Task to carry out: Copy the entries below, starting at the line containing "For this drill the class indicates the red" and ending with the last line of the entries, and raise every coordinate in the points by 5.

Record list:
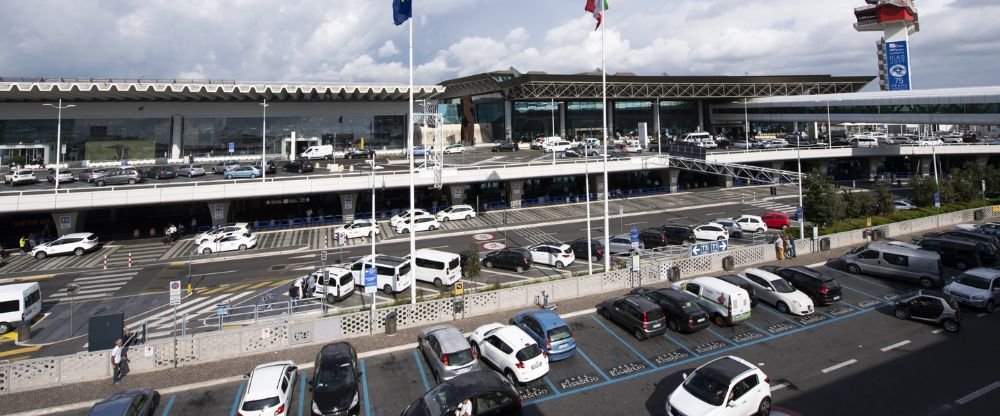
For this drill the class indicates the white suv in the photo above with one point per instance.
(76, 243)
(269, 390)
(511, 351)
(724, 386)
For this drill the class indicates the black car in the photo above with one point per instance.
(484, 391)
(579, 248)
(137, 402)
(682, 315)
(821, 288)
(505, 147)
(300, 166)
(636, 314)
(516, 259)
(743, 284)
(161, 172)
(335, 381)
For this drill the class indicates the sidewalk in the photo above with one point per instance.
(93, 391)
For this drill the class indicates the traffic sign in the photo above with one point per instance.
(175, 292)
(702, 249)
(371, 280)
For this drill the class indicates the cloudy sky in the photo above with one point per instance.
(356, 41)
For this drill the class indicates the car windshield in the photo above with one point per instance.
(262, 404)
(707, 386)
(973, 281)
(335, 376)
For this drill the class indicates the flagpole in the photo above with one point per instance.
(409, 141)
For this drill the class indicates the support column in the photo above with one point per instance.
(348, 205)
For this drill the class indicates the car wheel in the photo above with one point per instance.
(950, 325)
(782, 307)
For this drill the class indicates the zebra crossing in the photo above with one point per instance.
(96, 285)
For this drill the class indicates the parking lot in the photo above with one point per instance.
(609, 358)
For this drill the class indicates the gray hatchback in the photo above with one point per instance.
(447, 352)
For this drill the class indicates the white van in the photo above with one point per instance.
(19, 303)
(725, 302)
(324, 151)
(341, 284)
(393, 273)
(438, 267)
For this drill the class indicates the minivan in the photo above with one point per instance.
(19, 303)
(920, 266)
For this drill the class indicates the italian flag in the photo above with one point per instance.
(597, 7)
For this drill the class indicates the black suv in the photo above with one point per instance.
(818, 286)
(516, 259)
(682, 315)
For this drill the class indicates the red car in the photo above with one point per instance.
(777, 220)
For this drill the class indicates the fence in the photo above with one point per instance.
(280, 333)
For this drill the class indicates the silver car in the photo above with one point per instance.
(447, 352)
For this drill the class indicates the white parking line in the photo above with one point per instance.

Response to this task:
For this drill the class indicates the red car in the photo above with one point per instance.
(782, 225)
For this drill the class indicates the fence in the photo above with one point per instance.
(285, 338)
For this drill the class indicates the silver car in the photo above with one point per instance.
(452, 357)
For this drill the class indicates the white parking line in the photo above with one point per instance.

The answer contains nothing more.